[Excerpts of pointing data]
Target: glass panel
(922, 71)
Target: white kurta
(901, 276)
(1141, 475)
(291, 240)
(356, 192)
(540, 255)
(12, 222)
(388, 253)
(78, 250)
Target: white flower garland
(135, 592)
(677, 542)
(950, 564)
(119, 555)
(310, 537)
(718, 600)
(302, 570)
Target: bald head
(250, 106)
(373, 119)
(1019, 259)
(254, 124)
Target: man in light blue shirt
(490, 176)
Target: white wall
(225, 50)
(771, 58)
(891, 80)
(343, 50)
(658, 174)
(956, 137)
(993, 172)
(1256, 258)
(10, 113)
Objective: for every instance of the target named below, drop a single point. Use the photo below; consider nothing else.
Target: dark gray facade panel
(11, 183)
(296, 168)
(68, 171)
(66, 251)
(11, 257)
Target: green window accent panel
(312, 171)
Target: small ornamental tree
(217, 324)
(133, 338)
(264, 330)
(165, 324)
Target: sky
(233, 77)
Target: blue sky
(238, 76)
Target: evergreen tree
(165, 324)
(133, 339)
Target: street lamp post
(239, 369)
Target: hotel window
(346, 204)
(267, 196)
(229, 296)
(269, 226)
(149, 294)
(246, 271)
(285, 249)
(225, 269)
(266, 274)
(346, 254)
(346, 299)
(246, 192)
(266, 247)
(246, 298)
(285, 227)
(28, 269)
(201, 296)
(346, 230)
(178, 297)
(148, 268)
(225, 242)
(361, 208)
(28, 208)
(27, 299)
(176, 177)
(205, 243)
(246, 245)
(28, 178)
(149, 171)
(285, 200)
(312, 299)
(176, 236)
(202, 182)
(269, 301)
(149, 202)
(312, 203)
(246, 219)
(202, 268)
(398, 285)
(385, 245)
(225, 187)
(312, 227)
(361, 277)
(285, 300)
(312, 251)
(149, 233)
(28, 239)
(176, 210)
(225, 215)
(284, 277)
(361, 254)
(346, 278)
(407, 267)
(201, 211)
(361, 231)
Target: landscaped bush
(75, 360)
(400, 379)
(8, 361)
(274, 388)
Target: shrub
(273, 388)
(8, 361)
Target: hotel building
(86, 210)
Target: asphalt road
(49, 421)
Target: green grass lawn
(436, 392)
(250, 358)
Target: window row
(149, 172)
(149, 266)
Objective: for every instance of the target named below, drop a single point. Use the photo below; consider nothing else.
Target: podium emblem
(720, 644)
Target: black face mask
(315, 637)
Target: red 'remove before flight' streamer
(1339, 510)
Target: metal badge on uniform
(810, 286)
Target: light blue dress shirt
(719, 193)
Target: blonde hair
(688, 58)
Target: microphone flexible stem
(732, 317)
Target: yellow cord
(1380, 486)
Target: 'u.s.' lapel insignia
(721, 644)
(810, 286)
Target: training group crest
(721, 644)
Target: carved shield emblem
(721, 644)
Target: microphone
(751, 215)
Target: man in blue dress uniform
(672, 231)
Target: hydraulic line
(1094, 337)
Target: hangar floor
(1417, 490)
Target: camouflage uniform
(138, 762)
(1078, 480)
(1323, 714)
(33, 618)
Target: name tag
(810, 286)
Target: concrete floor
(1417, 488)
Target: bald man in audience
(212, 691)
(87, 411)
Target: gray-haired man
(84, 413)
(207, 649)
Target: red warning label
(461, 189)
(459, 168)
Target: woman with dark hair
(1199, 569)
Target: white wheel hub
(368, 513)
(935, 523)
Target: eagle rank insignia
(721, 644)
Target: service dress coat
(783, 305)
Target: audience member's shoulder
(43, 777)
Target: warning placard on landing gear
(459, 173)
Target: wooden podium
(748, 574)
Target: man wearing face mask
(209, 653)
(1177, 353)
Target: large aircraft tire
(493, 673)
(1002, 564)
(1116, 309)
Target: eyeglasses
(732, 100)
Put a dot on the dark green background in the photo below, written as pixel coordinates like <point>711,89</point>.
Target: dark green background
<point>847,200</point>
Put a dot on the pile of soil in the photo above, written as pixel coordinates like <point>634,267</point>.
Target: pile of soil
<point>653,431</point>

STATED PROBLEM —
Reproduce the records from the line with "Target: bald man in audience" to the line with "<point>847,200</point>", both lines included, with every request kept as it is and each coordinate in the answers offset by 11. Leave the coordinates in the format samples within the requests unchanged.

SOLUTION TO THIS EXERCISE —
Target: bald man in audience
(223, 702)
(98, 422)
Target: gray-haired man
(95, 424)
(218, 660)
Target: red warning label
(472, 200)
(470, 179)
Target: woman with dark hair
(1210, 580)
Target: white wheel hub
(379, 524)
(946, 534)
Target: eagle rank insignia
(732, 655)
Target: service dress coat
(794, 316)
Target: audience member's shoulder
(54, 788)
Target: warning placard on landing gear
(470, 184)
Target: wooden podium
(759, 585)
Target: man wearing face mask
(220, 664)
(1188, 364)
Target: large aircraft tire
(504, 684)
(1013, 575)
(1127, 320)
Target: eyeglasses
(743, 111)
Put a dot on the dark green background in the photo below, written as pixel coordinates like <point>711,89</point>.
Target: dark green background
<point>858,211</point>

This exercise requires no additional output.